Brief - Set the listing down again in full, word for word, with the pictures left out.

···

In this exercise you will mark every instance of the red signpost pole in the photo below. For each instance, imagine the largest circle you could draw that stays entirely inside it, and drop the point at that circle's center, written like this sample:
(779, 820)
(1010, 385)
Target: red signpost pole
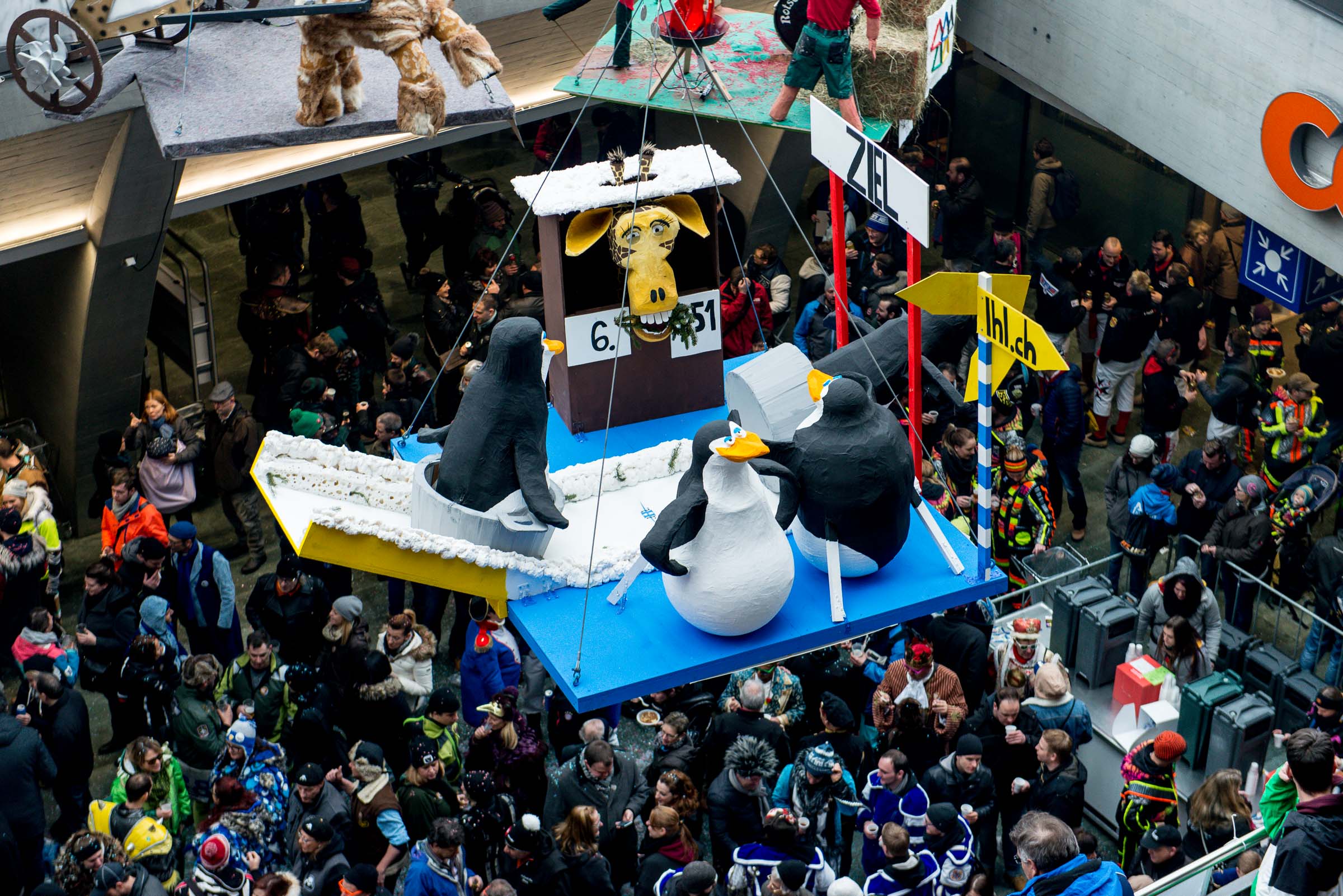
(915, 338)
(837, 239)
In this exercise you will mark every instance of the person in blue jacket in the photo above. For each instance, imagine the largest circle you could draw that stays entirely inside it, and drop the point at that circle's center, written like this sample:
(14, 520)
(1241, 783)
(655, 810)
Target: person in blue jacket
(438, 864)
(948, 841)
(810, 333)
(820, 789)
(489, 663)
(205, 600)
(905, 873)
(1053, 864)
(891, 793)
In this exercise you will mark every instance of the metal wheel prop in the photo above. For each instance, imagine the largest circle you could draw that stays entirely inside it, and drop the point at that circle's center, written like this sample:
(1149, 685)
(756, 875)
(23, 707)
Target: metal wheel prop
(41, 62)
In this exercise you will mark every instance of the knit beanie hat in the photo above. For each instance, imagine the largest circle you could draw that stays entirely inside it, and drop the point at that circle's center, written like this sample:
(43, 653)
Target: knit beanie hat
(793, 874)
(1252, 486)
(820, 760)
(970, 746)
(242, 734)
(1169, 746)
(1165, 475)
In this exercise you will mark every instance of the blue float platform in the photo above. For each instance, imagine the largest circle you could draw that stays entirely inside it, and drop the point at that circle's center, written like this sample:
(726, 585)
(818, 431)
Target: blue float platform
(644, 645)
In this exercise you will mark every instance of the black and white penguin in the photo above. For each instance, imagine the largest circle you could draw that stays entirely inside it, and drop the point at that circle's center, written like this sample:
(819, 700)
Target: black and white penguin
(856, 474)
(496, 445)
(726, 561)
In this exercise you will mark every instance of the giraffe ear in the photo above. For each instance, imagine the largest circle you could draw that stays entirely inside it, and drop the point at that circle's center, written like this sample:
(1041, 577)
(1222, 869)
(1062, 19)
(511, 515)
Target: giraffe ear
(586, 228)
(687, 211)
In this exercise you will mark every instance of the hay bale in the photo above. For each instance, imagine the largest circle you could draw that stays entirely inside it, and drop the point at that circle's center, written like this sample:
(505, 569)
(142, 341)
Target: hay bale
(908, 14)
(892, 88)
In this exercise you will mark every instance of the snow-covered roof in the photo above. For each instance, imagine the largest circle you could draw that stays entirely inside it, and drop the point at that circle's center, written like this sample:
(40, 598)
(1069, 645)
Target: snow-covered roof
(575, 190)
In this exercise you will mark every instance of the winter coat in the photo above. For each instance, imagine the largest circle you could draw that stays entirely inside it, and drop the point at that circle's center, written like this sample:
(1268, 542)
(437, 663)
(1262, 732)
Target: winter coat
(1080, 876)
(413, 664)
(1058, 306)
(1039, 218)
(332, 807)
(1224, 254)
(1163, 400)
(623, 790)
(485, 674)
(1156, 608)
(168, 786)
(425, 880)
(724, 732)
(294, 621)
(269, 694)
(24, 563)
(1006, 761)
(1182, 319)
(48, 644)
(1217, 486)
(1067, 714)
(1241, 536)
(945, 782)
(962, 645)
(785, 701)
(1060, 792)
(1307, 855)
(206, 600)
(962, 218)
(377, 713)
(111, 617)
(230, 449)
(1063, 415)
(735, 817)
(25, 763)
(422, 804)
(660, 856)
(1123, 482)
(320, 875)
(739, 322)
(1236, 393)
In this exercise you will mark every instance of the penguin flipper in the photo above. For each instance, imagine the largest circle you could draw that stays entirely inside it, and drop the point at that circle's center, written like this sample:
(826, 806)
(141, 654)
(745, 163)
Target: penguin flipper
(789, 493)
(677, 524)
(529, 469)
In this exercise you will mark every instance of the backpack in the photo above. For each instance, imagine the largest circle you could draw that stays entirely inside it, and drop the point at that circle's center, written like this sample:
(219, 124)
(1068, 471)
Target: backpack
(1068, 195)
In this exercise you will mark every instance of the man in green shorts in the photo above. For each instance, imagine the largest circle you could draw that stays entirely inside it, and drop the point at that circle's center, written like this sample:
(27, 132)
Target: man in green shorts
(824, 50)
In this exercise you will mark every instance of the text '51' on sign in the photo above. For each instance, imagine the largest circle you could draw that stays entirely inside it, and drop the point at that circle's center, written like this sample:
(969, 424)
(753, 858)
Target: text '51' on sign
(868, 168)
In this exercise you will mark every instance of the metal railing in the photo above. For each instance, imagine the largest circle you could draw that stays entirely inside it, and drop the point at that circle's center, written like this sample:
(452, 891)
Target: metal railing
(1276, 598)
(1201, 870)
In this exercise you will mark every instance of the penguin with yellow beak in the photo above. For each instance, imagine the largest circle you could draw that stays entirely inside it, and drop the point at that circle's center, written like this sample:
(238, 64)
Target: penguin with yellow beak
(726, 561)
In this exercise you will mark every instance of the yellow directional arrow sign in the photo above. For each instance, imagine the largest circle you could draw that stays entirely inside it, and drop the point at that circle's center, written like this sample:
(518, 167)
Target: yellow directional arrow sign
(1018, 334)
(950, 293)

···

The response -
In this exercise you will mark every instance of the red signpost pole in the photo below. For each instance, imagine the largest circle you could draw that stays entirely inside it, and drop the point at that circle's center, written like this sample:
(779, 820)
(1010, 385)
Target: red signpost pole
(915, 338)
(837, 239)
In this exercise you will mark every instance of the person in blue jacket in the photo above. For each instance, imagine the largest circle you could draw that stays entirely inside it, and drop the point at that circle's center, written like this sample:
(14, 520)
(1241, 783)
(655, 810)
Target: person in blue jacket
(438, 864)
(948, 841)
(810, 333)
(820, 789)
(489, 663)
(205, 600)
(905, 873)
(1053, 864)
(891, 793)
In this exercise you will mark every instance of the metal wheel prop in the photo above. For each instance, imagine the largest circle you could draw that stays entirely inside it, and drop the point at that circle's center, written like this sample:
(1149, 685)
(756, 875)
(23, 707)
Target: metal wheel prop
(41, 62)
In this exercise you will mark every instance of the knit beanie hat in the photo above. For each instance, imagine the largest circle you could draw that stays entirely inside it, and drop the point at that circle's center, written like this sample:
(43, 653)
Target: knit beanie hat
(793, 874)
(1252, 486)
(820, 760)
(970, 746)
(242, 734)
(1169, 746)
(1165, 475)
In this exercise you will mark every instance of the blue float platform in the photo above. For each instance, imagine the largest circle you could draw that stays entirely inside it, and drop the point at that circle's center, written like this sample:
(726, 585)
(818, 431)
Target: blue float platform
(644, 645)
In this exercise you will mark every instance of the black and white penguin in the photo above. For each instance, imagine the largest circle you could draw that stays entirely inside it, and drop the point at that circle's center, written like this sample:
(819, 700)
Target: black and white penguin
(856, 474)
(496, 445)
(726, 561)
In this exercise you will mark every instance of the giraffe ear in the photo above. For each instance, imagine the largest circle you could draw that stays entirely inside it, and drop the point at that circle's center, written like this sample:
(1041, 577)
(1222, 869)
(1062, 19)
(511, 515)
Target: giraffe ear
(586, 228)
(687, 211)
In this exercise you will mark every instance of the hay bale in the photo above. For each instance, imagine the largest circle you could draw that stays entirely inside it, and drop the point at that circle's center, written like this sample:
(505, 569)
(142, 341)
Target: hay bale
(908, 14)
(892, 88)
In this exercise you will mark every instance of the snow-covered roof in the photo above. For each instance, imagine the largest circle you could draw that stays entirely inside it, and drop the point at that circle's center, written like this sample:
(40, 598)
(1069, 645)
Target: snow-covered roof
(575, 190)
In this exercise you will mark every instance of the winter coat in the photo above. For each instance, imagine the largest circle you could draw that stays entirely inside it, and drop the point at that circle's center, written like this sample:
(1268, 542)
(437, 663)
(1262, 732)
Target: winter coat
(1080, 876)
(413, 664)
(1058, 306)
(1039, 218)
(332, 807)
(1224, 254)
(1163, 400)
(623, 790)
(485, 674)
(1156, 608)
(168, 786)
(425, 880)
(724, 732)
(294, 621)
(269, 694)
(24, 563)
(1006, 761)
(1182, 319)
(48, 644)
(1217, 486)
(1067, 714)
(1241, 536)
(945, 782)
(962, 645)
(785, 701)
(1060, 792)
(1307, 855)
(206, 600)
(962, 218)
(377, 713)
(111, 617)
(230, 449)
(1063, 415)
(735, 817)
(25, 763)
(422, 804)
(660, 856)
(1123, 482)
(320, 875)
(739, 322)
(1236, 393)
In this exercise you will mark every instance of the penguin flipper in the photo above. For each instance, imagine the largest circle you could draw that stays entirely inside it, and drop the point at that circle's center, written like this sample:
(826, 806)
(141, 654)
(745, 163)
Target: penguin flipper
(789, 493)
(677, 524)
(529, 469)
In this exercise you will mark every instance of the backpack in the photo above. For each instance, imagine the largest circle you could draw that stays entirely inside it, and drop the point at that circle's center, written like this sample:
(219, 124)
(1068, 471)
Target: backpack
(1068, 195)
In this exercise you will mark every instance of the man in green shorts in the photo above. For each instance, imagine the largest circle you could draw that stays entirely inside it, and drop the point at that circle's center, written like this sample:
(27, 132)
Target: man in green shorts
(824, 50)
In this exercise you will mark every instance of the text '51' on sign in the photo above. For each instance, imagine the largest circle you could draw that stays entirely inside it, and drop the point at that circle's center, written like this sample:
(969, 424)
(753, 858)
Target: text '51' on sign
(868, 168)
In this exercise you will mark every instance of the metal railing in the photo above. For each instance, imagine the largest circle you could draw that stays entirely inside it, and drop the point at that circle's center, written like this sample:
(452, 891)
Target: metal railing
(1276, 598)
(1201, 870)
In this exercise you will mark every instance of the penguin with yellow beak in the photo above. For each instance, imagine the largest circle you could draw that stays entirely inside it, and drop the point at that circle's center, written like this sample:
(238, 64)
Target: penguin with yellow beak
(726, 561)
In this exercise you will mark every instance of the yellow directional arrow sign in the photo above. For each instance, imagine the largest circle you could draw that stays entirely inside it, and drop the point at that circle's center, written like this sample:
(518, 167)
Target: yellow directional arrow sign
(1018, 334)
(950, 293)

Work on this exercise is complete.